- YOUR INSTRUCTIONS
Return the records below in full. Keep every word exact and skip the images.

───── RECORDS SUPPLIED

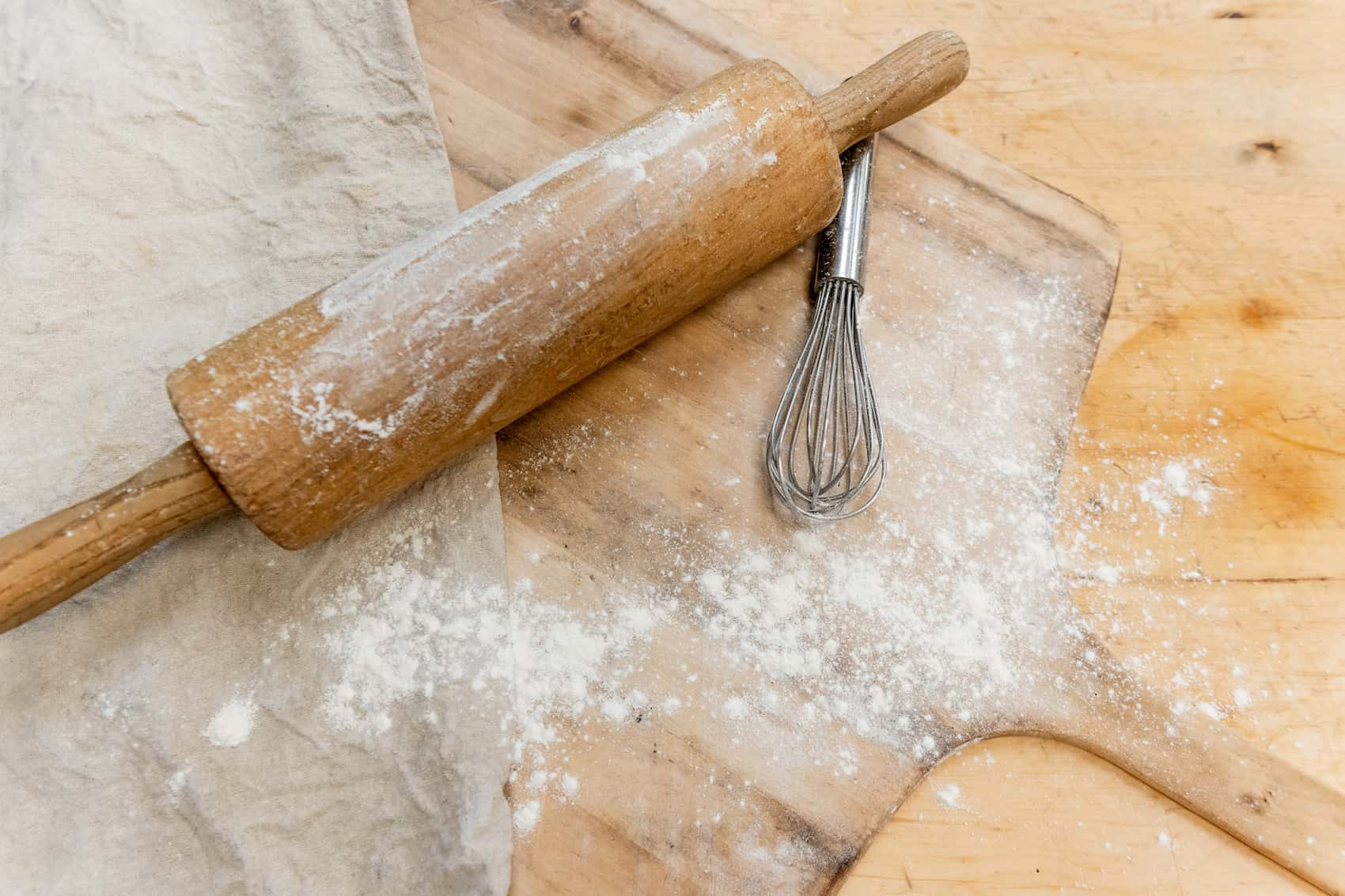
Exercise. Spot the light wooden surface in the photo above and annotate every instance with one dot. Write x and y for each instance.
(1210, 134)
(486, 166)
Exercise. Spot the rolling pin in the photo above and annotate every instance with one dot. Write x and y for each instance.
(339, 403)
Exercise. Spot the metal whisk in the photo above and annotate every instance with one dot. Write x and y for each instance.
(824, 452)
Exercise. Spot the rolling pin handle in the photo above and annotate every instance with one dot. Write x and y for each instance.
(46, 561)
(899, 85)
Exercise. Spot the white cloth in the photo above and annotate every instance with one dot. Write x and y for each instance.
(170, 174)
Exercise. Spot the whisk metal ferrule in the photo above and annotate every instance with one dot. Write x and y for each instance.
(843, 245)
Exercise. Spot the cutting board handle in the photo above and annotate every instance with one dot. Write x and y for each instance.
(47, 561)
(899, 85)
(1282, 813)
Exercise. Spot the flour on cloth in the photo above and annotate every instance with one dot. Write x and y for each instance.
(172, 174)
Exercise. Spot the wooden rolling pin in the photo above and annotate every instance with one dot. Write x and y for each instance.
(346, 399)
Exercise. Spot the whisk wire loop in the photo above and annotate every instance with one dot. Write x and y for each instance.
(824, 452)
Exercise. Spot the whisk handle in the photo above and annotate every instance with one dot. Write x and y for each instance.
(901, 84)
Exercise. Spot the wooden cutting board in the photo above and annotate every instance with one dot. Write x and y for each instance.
(609, 486)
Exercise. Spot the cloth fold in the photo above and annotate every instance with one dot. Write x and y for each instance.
(224, 716)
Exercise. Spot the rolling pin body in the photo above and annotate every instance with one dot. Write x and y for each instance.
(353, 395)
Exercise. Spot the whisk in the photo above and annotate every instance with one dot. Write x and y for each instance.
(824, 454)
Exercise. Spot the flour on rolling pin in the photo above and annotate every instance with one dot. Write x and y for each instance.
(354, 393)
(351, 396)
(674, 148)
(918, 617)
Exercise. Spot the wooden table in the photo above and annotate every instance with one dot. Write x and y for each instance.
(1210, 134)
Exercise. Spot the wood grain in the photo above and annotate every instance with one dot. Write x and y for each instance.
(899, 85)
(336, 404)
(601, 23)
(51, 558)
(1193, 127)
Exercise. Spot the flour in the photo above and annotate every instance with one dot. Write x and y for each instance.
(232, 725)
(949, 796)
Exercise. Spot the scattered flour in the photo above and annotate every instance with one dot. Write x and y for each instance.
(949, 796)
(528, 815)
(232, 725)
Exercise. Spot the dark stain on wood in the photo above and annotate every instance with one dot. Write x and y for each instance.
(582, 119)
(1260, 314)
(1256, 803)
(1268, 149)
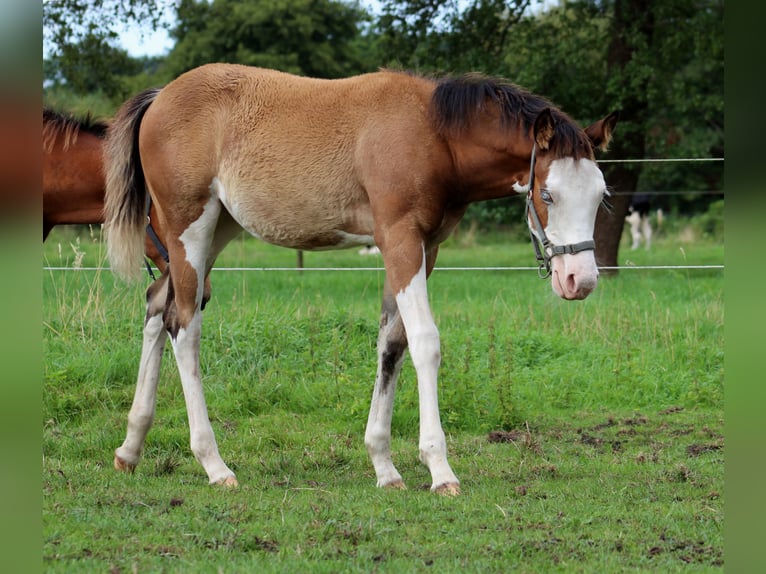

──────────

- SOLVED PROBLEM
Exercise. Spot the light wooden surface in the photo above and annotate every instance with one dot. Write x and y for each instance.
(1210, 134)
(486, 166)
Exercise. Spot the rolling pin in the photo above and annotate every instance with one dot. Write x and y for each instance.
(339, 403)
Exercise. Spot the metal whisk in the photo above and annotate every instance with one dot. Write x and y for each instance.
(824, 452)
Exercise. Spot the rolling pin handle in the photo above and annotate every instance with one dot. Write x and y for each instance.
(46, 561)
(899, 85)
Exercise. Spot the white cloth in the photo above and annotate every instance with one dot. Write x and y for each instance.
(170, 174)
Exercise. Spot the whisk metal ferrule in the photo above and annotate every instance with one dot. Write x and y for each instance.
(843, 245)
Exercise. Spot the cutting board handle in the photo above and annotate every instance with one dot. Write x and y for each instance.
(47, 561)
(899, 85)
(1282, 813)
Exercise. Spot the flour on cloth in the photo above and annotate every instance with one dot. Write x and y for each instance.
(172, 174)
Exercise. Spot the wooden rolling pin in the photo above and annotate every instance with one dot. Write x and y for each instance.
(346, 399)
Exercise. Spot the whisk wire loop in the photo above and annotate every instance with one dot. Write x and y for each instance.
(824, 452)
Exercise. Spot the whisk handle in the photo above and annotate every instance with one dot. Write x and y for each instance.
(901, 84)
Exercise. Spot the wooden cutting board in the photo above and annotate every instance with one dot. Write x and y for each instance.
(609, 486)
Exercise. Spot the cloth fold in the photo above and annotate every instance with one dot. Write x and y for each instance.
(224, 716)
Exercise. Spot the rolling pin body in the photo above and annotate every instance with one dot. Write x and y for each instance.
(353, 395)
Exercise. Spot the whisk in the photo above and annotate every instance with one dot. Write x and y for each instance.
(824, 454)
Exercise. Spot the flour on rolling pin in the photo above and annotate every instance with one dot. Write x and y for each instance.
(354, 393)
(351, 396)
(674, 148)
(918, 617)
Exercise. Spot the wooden table in the photo above and annotate every instance with one dot. Write x and y for each instance.
(1210, 134)
Exercise. Spot the wood grain in the photo above and annotate every instance with one dot. Write x and y for each instance.
(899, 85)
(336, 404)
(601, 23)
(51, 558)
(1193, 127)
Exercise. Spot the flour in the photo above and annotate every instance with one dot. Write x and y for each instance.
(232, 725)
(949, 796)
Exercise. Spot the scattered flour in the photo above and annotate every instance with one dot. Write x and y for each instance.
(949, 796)
(528, 815)
(232, 725)
Exercise. Spot the dark stain on wood in the photo above and annotate every instance with one dot. Write x and y for each instance.
(582, 119)
(1260, 314)
(1256, 803)
(1268, 149)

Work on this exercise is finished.